SOURCE TEXT:
-- BEGIN --

8.3 Fees and Expenses.
(a) Except as set forth in this Section 8.3, all fees and expenses incurred in connection with this Agreement and the transactions contemplated hereby shall be paid by the party incurring such fees and expenses, whether or not the Merger is consummated.
(b) The Company shall pay the Buyer up to $1,000,000 as reimbursement for expenses of the Buyer actually incurred relating to the transactions contemplated by this Agreement prior to termination (including, but not limited to, reasonable fees and expenses of the Buyer’s counsel, accountants and financial advisors, but excluding any discretionary fees paid to such financial advisors), in the event of the termination of this Agreement:
(i) by the Buyer or the Company pursuant to Section 8.1(b) if the failure to satisfy the conditions set forth in Section 7.2(a) or (b) by the Outside Date shall have resulted in the Closing not occurring; or
(ii) by the Buyer pursuant to Section 8.1(g).
The expenses payable pursuant to this Section 8.3(b) shall be paid by wire transfer of same-day funds within two (2) Business Days after demand therefor following the occurrence of the termination event giving rise to the payment obligation described in this Section 8.3(b).

-- END --

GIVEN EXERCISE 1: Rewrite the fees and expenses section from "The expenses payable" up to and including "this Section 8.3(b).", changing "wire transfer" to "certified check".
GIVEN EXERCISE 2: According to the fees and expenses section, what is the most the Company must pay the Buyer as reimbursement for expenses?
GIVEN EXERCISE 3: Continue the fees and expenses section from its last sentence.

PROVIDED INFORMATION:

-- BEGIN --

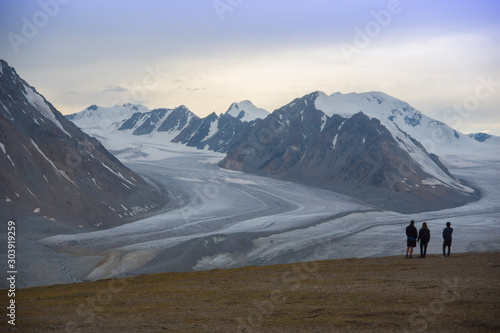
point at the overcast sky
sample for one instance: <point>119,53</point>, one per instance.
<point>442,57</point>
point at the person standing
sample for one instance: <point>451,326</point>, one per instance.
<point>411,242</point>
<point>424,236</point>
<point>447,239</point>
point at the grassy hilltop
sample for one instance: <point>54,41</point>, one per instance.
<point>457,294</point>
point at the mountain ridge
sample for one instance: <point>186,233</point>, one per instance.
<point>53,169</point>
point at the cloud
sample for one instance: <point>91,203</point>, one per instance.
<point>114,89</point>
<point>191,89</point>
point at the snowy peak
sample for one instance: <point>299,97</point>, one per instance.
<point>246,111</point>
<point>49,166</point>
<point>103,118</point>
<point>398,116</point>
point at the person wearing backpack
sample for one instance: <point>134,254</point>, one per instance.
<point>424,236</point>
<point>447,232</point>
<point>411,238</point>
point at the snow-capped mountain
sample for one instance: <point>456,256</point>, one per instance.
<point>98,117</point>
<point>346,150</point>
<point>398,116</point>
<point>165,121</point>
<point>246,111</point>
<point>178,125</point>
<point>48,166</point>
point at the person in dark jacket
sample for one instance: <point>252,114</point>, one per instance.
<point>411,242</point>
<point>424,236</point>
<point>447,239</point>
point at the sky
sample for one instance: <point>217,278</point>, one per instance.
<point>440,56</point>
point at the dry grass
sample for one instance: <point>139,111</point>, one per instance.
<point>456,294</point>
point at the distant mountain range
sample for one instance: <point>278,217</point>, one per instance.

-- END --
-- BEGIN --

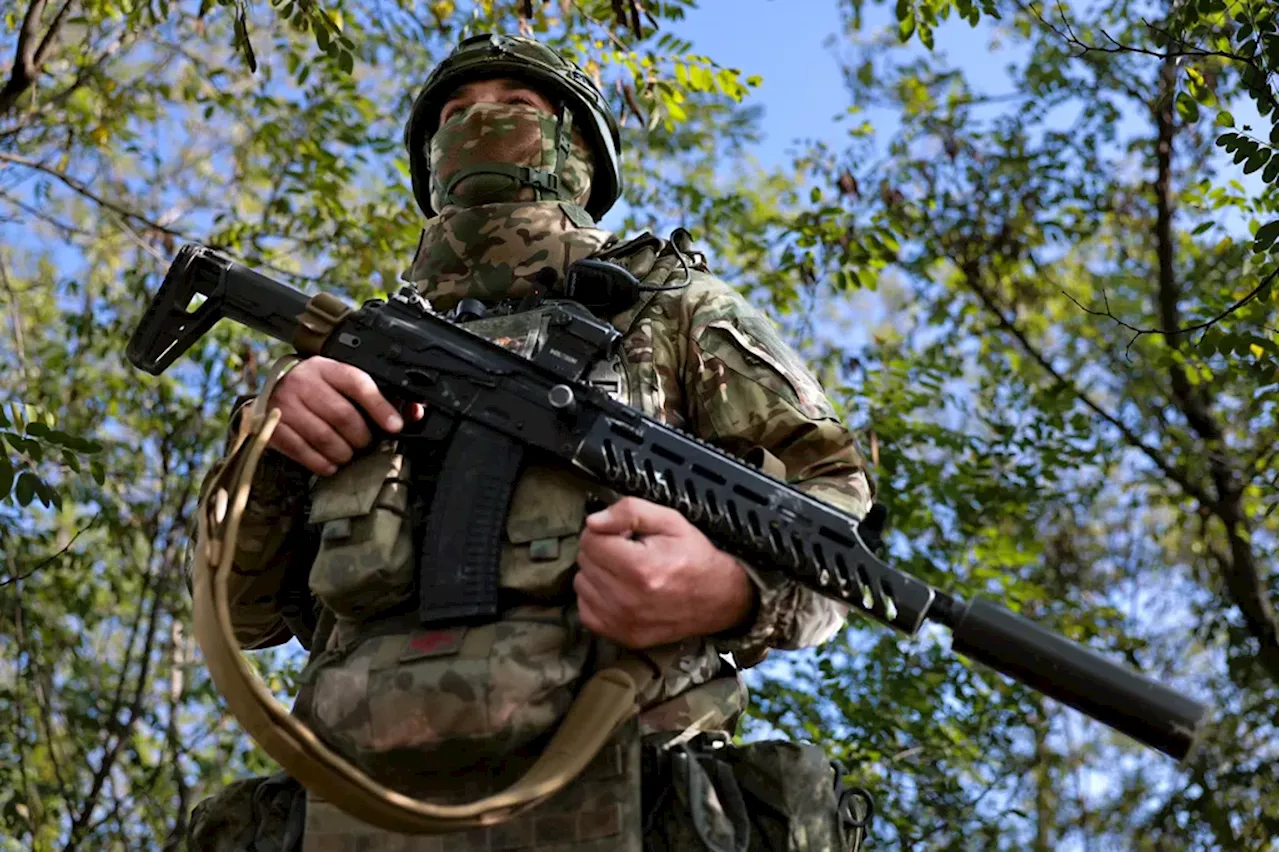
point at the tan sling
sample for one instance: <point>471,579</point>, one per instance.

-- END --

FINAL ANSWER 1:
The expenses payable pursuant to this Section 8.3(b) shall be paid by certified check of same-day funds within two (2) Business Days after demand therefor following the occurrence of the termination event giving rise to the payment obligation described in this Section 8.3(b).

FINAL ANSWER 2: Up to $1,000,000.

FINAL ANSWER 3:
(c) The Company shall pay the Buyer a termination fee of $6,700,000 in the event of the termination of this Agreement pursuant to:
(i) Section 8.1(e) (other than clause (v) thereof) or Section 8.1(f); or
(ii) Section 8.1(d) if, at or prior to the time of such failure, there shall have been publicly announced an Acquisition Proposal relating to the Company that shall not have been absolutely and unconditionally withdrawn or abandoned prior to the Company Meeting, and within twelve (12) months after such termination there shall have been consummated, or a definitive agreement shall have been entered into providing for, an Acquisition Proposal (provided that, for purposes of this Section 8.3(c), all references to “20%” in the definition of “Acquisition Proposal” shall be deemed to be references to “50%”).
Any fee due under this Section 8.3(c) shall be paid to the Buyer by wire transfer of same-day funds within two (2) Business Days after (A) the date of termination of this Agreement, in the case of a termination described in clause (i) of this paragraph (c), or (B) the date on which the definitive agreement for an Acquisition Proposal is executed, in the case of a termination described in clause (ii) of this paragraph (c).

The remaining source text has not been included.